_TASKS_
a) In the bank agreement excerpt, what does the Customer certify about its residency?
b) Extend the bank agreement excerpt by writing the passage that would come after its final sentence.
===== EXCERPTED TEXT
The Bank shall have a lien on and is authorized to charge any Accounts of the
Customer for any amount owing to the Bank under any provision of this Agreement.
14. Miscellaneous.
(a) Foreign Exchange Transactions. To facilitate the administration of
the Customer's trading and investment activity, the Bank is authorized to enter
into spot or forward foreign exchange contracts with the Customer or an
Authorized Person for the Customer and may also provide foreign exchange through
its subsidiaries, affiliates or Subcustodians. Instructions, including standing
instructions, may be issued with respect to such contracts but the Bank may
establish rules or limitations concerning any foreign exchange facility made
available. In all cases where the Bank, its subsidiaries, affiliates or
Subcustodians enter into a foreign exchange contract related to Accounts, the
terms and conditions of the then current foreign exchange contract of the Bank,
its subsidiary, affiliate or Subcustodian and, to the extent not inconsistent,
this Agreement shall apply to such transaction.
(b) Certification of Residency, etc. The Customer certifies that it is
a resident of the United States and agrees to notify the Bank of any changes in
residency. The Bank may rely upon this certification or the certification of
such other facts as may be required to administer the Bank's obligations under
this Agreement. The Customer will indemnify the Bank against all losses,
liability, claims or demands arising directly or indirectly from any such
certifications.
==========
===== DATA LINES
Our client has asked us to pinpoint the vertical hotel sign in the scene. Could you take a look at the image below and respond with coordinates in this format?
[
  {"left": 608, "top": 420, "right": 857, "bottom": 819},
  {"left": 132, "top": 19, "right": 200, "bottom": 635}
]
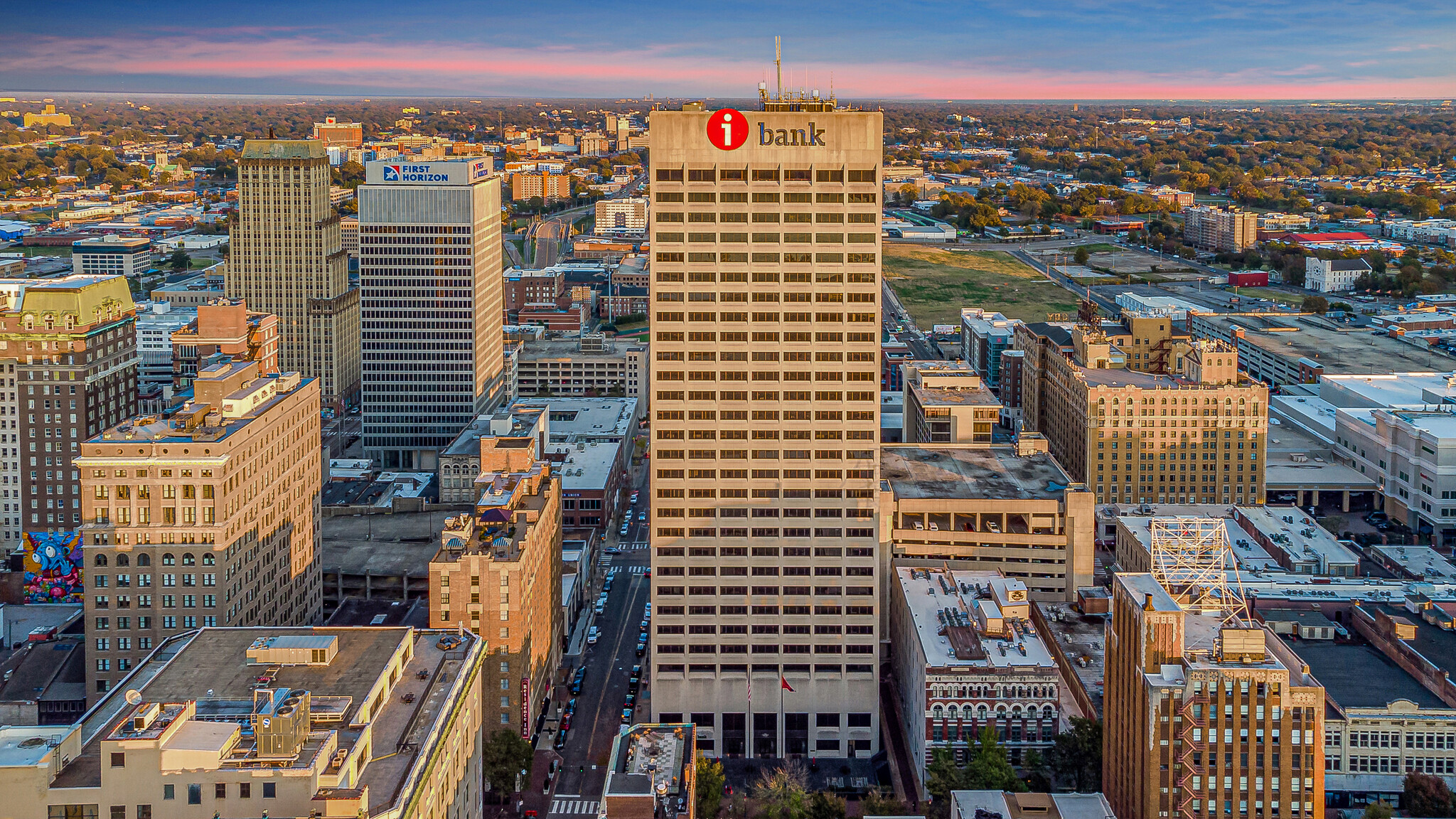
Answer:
==========
_RESPONSES TO THE EXERCISE_
a) The Customer certifies that it is a resident of the United States.

b)
(c) Access to Records. Applicable accounts, books and records of the
Bank shall be open to inspection and audit at all reasonable times during normal
business hours upon reasonable advance notice by Customer's independent public
accountants and by employees of Customer designated to the Bank. All such
materials shall, to the extent applicable, be maintained and preserved in
conformity with the Act and the rules and regulations thereunder, including
without limitation, SEC Rules 31a-1 and 31a-2. Subject to restrictions under
applicable law, the Bank shall also obtain an undertaking to permit the
Customer's independent public accountants reasonable access to the records of
any Subcustodian which has physical possession of any Assets as may be required
in connection with the examination of the Customer's books and records.
(d) Governing Law; Successors and Assigns. This Agreement shall be
governed by the laws of the State of New York and shall not be assignable by
either party, but shall bind the successors in interest of the Customer and the
Bank.
(e) Entire Agreement; Applicable Riders. Customer represents that the
Assets deposited in the Accounts are Mutual Fund assets subject to certain
Securities and Exchange Commission ("SEC") rules and regulations.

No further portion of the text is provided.